YOUR GOAL: Could you write out the rows between the line holding "Spot the white" and the line holding "[(12, 116), (175, 100), (251, 94)]", inclusive, with the requests kept in and every point coordinate in the answers multiplied by 2.05 and rounded to a whole number, halves going up? Leave the requests and their sample coordinates unchanged, and give back only those lines.

THE RECORDS:
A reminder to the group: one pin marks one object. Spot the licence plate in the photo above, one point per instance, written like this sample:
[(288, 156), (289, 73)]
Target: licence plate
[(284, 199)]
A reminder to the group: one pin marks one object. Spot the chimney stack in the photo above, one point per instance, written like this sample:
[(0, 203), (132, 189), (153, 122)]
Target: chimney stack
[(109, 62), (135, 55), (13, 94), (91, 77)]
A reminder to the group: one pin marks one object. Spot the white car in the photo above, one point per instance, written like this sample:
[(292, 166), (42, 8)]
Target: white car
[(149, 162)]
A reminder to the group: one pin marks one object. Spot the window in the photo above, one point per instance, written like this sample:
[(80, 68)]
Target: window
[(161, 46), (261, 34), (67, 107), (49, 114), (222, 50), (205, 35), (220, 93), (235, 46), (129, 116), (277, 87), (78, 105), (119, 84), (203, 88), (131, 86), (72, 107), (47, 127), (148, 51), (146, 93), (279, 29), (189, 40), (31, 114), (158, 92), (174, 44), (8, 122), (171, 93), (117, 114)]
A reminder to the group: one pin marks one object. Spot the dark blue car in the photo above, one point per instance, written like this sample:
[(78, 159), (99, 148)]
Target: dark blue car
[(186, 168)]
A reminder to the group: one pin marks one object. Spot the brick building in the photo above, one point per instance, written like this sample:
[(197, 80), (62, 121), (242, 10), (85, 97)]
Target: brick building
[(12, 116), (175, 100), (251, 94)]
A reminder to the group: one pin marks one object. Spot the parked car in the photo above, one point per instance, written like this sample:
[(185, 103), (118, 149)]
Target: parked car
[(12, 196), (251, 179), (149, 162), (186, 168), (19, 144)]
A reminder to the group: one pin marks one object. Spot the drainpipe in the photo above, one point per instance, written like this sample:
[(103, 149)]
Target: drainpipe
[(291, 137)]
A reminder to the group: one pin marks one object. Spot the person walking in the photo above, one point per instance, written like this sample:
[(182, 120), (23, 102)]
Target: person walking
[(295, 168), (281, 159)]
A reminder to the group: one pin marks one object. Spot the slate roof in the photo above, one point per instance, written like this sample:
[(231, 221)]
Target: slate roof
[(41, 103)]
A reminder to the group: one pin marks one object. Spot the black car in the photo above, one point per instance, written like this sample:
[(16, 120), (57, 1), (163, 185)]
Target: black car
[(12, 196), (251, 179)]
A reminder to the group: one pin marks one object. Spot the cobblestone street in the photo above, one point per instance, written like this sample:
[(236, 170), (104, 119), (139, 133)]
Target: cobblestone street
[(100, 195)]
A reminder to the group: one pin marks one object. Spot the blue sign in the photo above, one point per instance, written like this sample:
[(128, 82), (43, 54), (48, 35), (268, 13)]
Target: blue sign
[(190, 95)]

RESPONSE TO THE TASK:
A reminder to the group: one pin marks one object. Spot the white car in the photo above, one point per instance, written like this sample:
[(292, 166), (42, 8)]
Target: white car
[(305, 332)]
A reminder to the group: one pin marks one object. Spot the window in the photo above, one point per instance, written like this sample:
[(80, 68)]
Target: window
[(330, 94), (535, 70), (137, 219), (100, 234), (455, 103), (420, 72), (451, 191), (482, 94), (264, 238), (568, 178), (160, 215), (244, 172), (416, 180), (269, 176), (148, 219), (96, 260), (303, 105), (299, 191), (572, 59), (387, 82), (64, 234), (324, 189), (357, 90), (16, 250), (351, 191), (240, 234)]
A reminder to the group: one pin marks one object. Spot the dark blue car in the photo above, one point per instance, written like this sample:
[(78, 159), (99, 148)]
Target: dark blue car
[(381, 344)]
A reminder to the group: one pin marks one object. Spot the brick building in the photo above, one point per instance, written like this sample:
[(197, 80), (62, 121), (242, 10), (85, 97)]
Target: brick building
[(25, 238), (359, 205), (515, 193)]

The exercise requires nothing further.